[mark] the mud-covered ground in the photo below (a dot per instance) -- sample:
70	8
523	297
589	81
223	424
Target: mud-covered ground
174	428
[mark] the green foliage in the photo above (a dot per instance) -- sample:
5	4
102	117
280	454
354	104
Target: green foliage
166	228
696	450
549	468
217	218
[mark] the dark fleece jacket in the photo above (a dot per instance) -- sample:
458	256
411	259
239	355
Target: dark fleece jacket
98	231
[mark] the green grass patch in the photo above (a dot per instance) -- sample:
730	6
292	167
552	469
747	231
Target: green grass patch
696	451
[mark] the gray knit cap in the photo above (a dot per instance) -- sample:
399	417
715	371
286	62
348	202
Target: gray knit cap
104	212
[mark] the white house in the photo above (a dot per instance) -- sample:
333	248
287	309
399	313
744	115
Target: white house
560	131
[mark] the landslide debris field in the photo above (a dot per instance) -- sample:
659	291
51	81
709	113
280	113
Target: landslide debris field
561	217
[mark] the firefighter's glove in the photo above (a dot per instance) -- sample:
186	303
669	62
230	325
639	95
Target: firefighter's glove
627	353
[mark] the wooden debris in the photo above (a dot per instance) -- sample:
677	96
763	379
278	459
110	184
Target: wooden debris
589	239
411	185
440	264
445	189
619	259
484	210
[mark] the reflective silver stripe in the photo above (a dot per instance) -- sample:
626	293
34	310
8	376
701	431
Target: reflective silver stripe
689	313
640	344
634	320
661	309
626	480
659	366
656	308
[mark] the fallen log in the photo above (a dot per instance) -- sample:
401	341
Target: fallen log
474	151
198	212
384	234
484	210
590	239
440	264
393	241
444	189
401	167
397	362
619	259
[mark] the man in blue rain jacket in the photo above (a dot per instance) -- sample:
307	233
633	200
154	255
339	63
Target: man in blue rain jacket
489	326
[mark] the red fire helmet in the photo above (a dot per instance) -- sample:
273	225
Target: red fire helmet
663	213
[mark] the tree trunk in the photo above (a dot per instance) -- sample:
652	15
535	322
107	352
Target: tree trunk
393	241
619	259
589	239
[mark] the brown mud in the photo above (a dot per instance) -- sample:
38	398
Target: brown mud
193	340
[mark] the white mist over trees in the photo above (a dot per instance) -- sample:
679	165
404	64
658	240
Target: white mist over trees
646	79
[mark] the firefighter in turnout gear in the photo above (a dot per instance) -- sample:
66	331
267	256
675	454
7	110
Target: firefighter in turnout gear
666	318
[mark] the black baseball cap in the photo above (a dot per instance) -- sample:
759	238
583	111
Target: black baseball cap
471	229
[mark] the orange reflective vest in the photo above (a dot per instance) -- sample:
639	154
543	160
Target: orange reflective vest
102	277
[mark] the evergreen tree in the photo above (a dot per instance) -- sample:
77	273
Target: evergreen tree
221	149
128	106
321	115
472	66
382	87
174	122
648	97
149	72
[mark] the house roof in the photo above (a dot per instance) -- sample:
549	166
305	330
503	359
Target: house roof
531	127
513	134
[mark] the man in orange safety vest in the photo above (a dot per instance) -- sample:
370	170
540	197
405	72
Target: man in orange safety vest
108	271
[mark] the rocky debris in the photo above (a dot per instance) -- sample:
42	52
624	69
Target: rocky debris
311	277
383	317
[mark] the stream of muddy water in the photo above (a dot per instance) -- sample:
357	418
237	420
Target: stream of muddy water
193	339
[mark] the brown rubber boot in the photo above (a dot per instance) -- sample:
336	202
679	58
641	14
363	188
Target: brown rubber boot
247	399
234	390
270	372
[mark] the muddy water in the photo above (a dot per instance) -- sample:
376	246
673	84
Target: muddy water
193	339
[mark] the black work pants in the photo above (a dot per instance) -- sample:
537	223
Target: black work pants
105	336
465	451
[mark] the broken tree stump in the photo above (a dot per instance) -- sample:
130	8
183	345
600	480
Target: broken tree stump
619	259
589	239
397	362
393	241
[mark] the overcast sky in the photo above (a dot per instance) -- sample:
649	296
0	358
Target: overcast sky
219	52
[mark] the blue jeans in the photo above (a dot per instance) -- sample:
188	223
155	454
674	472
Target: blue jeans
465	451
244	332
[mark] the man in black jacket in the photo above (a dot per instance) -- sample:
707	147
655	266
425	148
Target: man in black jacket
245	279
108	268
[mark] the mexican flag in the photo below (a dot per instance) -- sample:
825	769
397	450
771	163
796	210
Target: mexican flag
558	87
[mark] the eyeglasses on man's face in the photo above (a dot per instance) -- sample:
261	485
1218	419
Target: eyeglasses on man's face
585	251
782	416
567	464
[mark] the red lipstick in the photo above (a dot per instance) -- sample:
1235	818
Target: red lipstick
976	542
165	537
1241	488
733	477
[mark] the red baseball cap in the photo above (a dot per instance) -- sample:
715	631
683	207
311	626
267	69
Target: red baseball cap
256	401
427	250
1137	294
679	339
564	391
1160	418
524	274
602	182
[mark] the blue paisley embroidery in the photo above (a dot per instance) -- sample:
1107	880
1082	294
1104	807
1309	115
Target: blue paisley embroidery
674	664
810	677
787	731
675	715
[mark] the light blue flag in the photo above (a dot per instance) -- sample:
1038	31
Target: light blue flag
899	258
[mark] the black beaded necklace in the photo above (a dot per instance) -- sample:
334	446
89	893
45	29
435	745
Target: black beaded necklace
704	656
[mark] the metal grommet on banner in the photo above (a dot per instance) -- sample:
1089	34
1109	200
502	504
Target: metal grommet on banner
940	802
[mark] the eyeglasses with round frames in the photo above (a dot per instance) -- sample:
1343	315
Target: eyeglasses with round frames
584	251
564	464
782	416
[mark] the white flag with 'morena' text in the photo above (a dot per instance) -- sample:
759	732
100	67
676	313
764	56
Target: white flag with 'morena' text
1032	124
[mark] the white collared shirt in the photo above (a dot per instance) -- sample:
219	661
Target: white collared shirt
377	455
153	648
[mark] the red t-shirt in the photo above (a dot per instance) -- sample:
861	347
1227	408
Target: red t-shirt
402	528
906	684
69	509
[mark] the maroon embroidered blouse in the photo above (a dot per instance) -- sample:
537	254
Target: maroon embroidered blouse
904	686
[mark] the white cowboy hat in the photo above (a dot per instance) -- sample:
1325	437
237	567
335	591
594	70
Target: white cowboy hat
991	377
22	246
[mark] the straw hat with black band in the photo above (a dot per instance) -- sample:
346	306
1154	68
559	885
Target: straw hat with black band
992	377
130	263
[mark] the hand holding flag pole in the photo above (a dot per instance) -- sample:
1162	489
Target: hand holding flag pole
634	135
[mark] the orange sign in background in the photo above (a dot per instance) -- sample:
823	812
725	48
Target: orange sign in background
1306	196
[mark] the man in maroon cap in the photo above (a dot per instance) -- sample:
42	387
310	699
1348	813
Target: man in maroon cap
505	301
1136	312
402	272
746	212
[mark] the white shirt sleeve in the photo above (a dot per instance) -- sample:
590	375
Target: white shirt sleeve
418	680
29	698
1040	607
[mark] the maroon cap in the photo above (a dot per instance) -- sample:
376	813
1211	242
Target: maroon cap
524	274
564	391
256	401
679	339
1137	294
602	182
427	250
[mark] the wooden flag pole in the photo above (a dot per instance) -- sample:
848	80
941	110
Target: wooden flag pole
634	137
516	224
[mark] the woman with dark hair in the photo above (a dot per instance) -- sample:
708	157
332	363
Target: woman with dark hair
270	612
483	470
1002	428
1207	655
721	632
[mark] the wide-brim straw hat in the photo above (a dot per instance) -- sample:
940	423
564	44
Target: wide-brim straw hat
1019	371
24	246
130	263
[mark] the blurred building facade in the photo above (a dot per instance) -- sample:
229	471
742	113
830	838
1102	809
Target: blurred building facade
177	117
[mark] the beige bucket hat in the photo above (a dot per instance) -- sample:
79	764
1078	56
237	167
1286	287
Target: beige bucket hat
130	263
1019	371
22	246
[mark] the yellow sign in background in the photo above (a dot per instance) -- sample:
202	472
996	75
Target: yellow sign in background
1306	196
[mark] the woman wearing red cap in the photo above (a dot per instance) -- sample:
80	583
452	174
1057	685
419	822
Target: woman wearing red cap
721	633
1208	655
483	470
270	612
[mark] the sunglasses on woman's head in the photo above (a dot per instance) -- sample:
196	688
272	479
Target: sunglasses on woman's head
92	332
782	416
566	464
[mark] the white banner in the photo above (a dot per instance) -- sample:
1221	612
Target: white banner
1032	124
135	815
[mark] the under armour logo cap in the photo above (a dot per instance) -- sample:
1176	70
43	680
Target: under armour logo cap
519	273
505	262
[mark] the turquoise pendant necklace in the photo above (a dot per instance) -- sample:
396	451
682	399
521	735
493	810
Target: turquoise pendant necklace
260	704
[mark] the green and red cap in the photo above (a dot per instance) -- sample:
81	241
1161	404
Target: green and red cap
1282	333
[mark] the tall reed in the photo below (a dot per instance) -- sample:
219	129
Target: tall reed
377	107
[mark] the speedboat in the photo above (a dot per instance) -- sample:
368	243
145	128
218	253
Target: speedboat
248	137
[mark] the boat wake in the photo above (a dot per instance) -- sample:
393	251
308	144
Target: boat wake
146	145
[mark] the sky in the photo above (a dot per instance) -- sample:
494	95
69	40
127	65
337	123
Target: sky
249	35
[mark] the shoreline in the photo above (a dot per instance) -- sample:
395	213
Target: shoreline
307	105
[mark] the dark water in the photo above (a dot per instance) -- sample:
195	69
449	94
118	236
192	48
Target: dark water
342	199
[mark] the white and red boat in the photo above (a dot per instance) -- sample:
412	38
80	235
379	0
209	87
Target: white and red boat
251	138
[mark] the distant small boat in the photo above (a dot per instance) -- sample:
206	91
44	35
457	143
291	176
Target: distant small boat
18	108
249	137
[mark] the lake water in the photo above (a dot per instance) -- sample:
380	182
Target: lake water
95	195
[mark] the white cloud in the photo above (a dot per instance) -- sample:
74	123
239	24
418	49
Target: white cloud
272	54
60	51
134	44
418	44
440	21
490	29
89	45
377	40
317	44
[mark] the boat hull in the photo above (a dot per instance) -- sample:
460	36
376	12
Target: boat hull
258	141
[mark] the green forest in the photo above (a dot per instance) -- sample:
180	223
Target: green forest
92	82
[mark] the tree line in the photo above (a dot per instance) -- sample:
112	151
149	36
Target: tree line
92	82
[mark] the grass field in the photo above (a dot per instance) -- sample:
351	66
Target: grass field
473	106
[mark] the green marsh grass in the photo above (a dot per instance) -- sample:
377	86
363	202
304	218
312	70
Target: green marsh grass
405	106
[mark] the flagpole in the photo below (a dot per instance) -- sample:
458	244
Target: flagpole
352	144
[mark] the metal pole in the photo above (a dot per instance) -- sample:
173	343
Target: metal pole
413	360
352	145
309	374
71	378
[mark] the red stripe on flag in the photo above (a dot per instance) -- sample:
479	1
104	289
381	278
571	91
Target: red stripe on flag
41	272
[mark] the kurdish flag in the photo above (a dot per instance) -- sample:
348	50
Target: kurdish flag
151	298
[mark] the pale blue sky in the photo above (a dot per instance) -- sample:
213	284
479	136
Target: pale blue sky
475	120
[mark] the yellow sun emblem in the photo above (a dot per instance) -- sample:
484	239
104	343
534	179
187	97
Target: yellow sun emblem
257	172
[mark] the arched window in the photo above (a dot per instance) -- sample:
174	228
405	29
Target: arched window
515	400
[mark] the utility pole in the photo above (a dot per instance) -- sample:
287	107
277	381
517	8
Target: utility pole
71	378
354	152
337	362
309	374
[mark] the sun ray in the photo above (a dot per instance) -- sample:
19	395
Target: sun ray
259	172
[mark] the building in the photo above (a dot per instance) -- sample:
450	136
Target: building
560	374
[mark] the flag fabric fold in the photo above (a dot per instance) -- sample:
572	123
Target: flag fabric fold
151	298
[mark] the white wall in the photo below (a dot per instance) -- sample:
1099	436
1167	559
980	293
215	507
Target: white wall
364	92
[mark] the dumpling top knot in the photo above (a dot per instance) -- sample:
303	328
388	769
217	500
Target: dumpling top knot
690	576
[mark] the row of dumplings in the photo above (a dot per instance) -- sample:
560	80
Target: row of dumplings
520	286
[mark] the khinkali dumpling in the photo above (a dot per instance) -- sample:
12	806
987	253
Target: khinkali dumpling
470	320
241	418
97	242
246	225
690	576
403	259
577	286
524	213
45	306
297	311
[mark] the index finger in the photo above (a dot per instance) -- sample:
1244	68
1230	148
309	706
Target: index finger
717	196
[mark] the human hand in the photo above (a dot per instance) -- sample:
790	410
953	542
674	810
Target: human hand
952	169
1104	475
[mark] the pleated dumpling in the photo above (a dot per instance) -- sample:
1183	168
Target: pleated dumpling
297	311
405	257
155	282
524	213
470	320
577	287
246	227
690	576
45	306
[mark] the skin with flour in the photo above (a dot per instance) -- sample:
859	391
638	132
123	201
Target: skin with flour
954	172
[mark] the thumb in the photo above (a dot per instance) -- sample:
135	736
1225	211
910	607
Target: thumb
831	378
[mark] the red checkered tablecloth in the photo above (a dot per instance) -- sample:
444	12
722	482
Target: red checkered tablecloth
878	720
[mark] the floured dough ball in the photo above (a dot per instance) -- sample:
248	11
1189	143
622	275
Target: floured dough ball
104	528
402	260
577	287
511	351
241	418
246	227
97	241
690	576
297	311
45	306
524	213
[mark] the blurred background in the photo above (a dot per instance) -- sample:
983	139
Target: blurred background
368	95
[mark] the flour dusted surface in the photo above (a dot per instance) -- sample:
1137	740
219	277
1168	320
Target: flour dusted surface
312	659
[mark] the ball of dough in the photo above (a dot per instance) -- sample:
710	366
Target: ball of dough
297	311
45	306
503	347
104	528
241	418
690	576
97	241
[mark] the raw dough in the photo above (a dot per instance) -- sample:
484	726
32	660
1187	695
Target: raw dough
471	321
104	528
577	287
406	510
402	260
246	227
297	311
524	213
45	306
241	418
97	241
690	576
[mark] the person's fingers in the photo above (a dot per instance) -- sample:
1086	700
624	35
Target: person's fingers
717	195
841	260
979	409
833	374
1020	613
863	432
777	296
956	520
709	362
----
WORK TO COMPLETE:
From the data above, count the lines that contain "below" and write only that count.

RESPONSE TO THIS TASK:
5